━━━ Estratto del documento ━━━
QUANDO ESSERE MISSIONARIO SIGNIFICAVA SUBIRE STENTI E PRIGIONIA

Tempra e cuore di Padre Alessandro Bosco, trezzese di adozione

Alessandro Bosco

Alessandro Bosco nasce ad Osio Sotto l’8 agosto 1905 e viene battezzato il giorno successivo nella locale Chiesa Parrocchiale. Dopo poco tempo la famiglia si trasferisce a Trezzo, dove i genitori avevano acquistato una proprietà.

La vocazione religiosa si fa sentire ben presto; a stimolarla sono i fervorosi racconti dei missionari che, come spesso accade a quell’epoca, sono frequentemente invitati a parlare ai ragazzi per incitarli ad una decisa vita di fede e per indurli ad interrogarsi sulla vocazione alla vita sacerdotale o religiosa, come monaci, frati o missionari. Non appena compiuti i diciassette anni, il giovane Alessandro fa domanda per essere accolto come postulante e studente nel Pontificio Istituto delle Missioni Estere (PIME). Fa il suo ingresso nella comunità di Monza nel pomeriggio del 7 ottobre 1923, dopo aver ricevuto l’abito clericale nella Prepositurale di Trezzo, nel corso della Messa solenne celebrata la stessa mattina. Tra il 1928 e il 1930 è a S. Ilario di Genova come insegnante di storia e geografia e in quella casa riceve gli ordini minori; il 20 settembre del 1930, dopo appena due mesi dall’ordinazione diaconale, diventa sacerdote.

Parte subito per la Cina, destinato dai superiori alla missione di Hanchung, in una regione poverissima e pressoché isolata, tra i monti dello Shaanxi, il cui clima, rigido e inospitale, mette a dura prova la sua debole costituzione.

È particolarmente difficile ricostruire la mappa dei luoghi che lo vedono presente e operante; anche le notizie fornita da Il Vincolo, bollettino ufficiale delle missioni del PIME, e dagli stessi Annuari dell’Istituto appaiono frammentarie e lacunose, certamente a causa della difficoltà di mantenere le comunicazioni tra le diverse missioni cinesi e la Procura Generale di Milano.
━━━ Record estratti ━━━
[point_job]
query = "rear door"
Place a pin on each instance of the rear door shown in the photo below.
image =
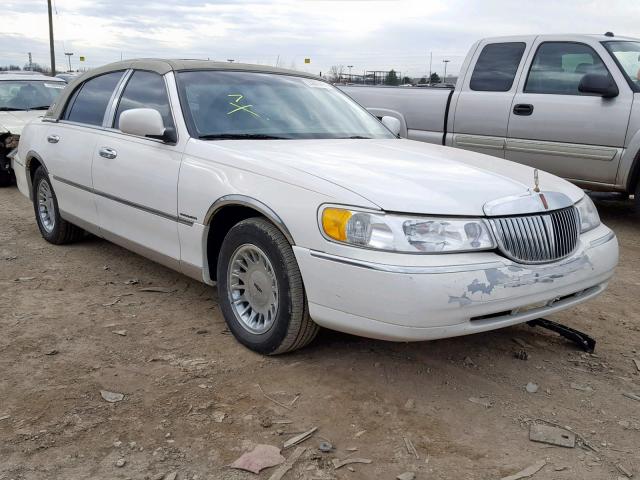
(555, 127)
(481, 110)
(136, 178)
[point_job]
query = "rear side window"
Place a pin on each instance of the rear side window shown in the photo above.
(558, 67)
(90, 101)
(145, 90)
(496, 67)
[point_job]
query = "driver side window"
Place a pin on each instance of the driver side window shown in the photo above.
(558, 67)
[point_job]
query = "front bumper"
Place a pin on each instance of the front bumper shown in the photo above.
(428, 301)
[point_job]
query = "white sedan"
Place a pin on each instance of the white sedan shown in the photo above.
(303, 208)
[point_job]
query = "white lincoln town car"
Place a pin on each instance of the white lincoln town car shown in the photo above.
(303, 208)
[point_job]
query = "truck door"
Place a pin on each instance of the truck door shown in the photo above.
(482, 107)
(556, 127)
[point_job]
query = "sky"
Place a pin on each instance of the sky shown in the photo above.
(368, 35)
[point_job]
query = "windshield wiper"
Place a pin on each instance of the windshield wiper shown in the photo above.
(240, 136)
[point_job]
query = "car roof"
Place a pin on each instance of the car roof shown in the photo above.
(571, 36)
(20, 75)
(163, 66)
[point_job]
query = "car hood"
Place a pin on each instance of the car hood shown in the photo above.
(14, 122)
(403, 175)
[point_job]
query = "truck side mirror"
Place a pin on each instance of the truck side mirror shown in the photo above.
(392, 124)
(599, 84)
━━━
━━━ Record estratti ━━━
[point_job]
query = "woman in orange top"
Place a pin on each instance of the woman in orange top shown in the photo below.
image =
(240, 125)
━━━
* **Obiettivo**
Ricopia dall'estratto su Padre Alessandro Bosco il passo compreso tra "Tempra e cuore" e "acquistato una proprietà.", entrambi inclusi.

* **Soluzione**
Tempra e cuore di Padre Alessandro Bosco, trezzese di adozione

Alessandro Bosco

Alessandro Bosco nasce ad Osio Sotto l’8 agosto 1905 e viene battezzato il giorno successivo nella locale Chiesa Parrocchiale. Dopo poco tempo la famiglia si trasferisce a Trezzo, dove i genitori avevano acquistato una proprietà.